_Extract to read_
Consulting lawyers a new norm for some emergency physicians post Roe

In states with strict abortion bans, physicians are consulting lawyers to help determine whether an abortion is legally justified when patients arrive at emergency rooms with severe pregnancy complications, The New York Times reported Sept. 10.

Abortion was considered the standard of care in certain medical situations during the 50 years of Roe v. Wade. Now, state laws — some of which come with years of prison time if violated —  are generally vague and confusing to navigate in places where the procedure is criminalized. This has placed the onus on healthcare providers to "think like lawyers" and decide whether a condition is life-threatening enough to proceed with an abortion. 

When patients arrive at the ER with ectopic pregnancies, miscarriages or hemorrhaghing, emergency physicians in states with abortion bans must now consider key legal questions such as, "Do we wait until the fetus is definitely dead, or is mostly dead good enough?'" Alison Haddock, MD, emergency physician in Houston and chair of the board of the American College of Emergency Physicians, told the Times. "If they're telling us to wait for the condition to be fully emergent, how much bleeding is too much?"

_What you are asked to do_
Please write out the passage of the article on emergency physicians consulting lawyers between "In states with strict" and "with an abortion.", inclusive, word for word.

_Raw data_
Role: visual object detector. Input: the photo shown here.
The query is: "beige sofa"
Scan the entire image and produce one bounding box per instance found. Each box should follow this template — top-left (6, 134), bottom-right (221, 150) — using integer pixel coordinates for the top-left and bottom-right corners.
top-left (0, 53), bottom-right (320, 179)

_Solved problem_
In states with strict abortion bans, physicians are consulting lawyers to help determine whether an abortion is legally justified when patients arrive at emergency rooms with severe pregnancy complications, The New York Times reported Sept. 10.

Abortion was considered the standard of care in certain medical situations during the 50 years of Roe v. Wade. Now, state laws — some of which come with years of prison time if violated —  are generally vague and confusing to navigate in places where the procedure is criminalized. This has placed the onus on healthcare providers to "think like lawyers" and decide whether a condition is life-threatening enough to proceed with an abortion.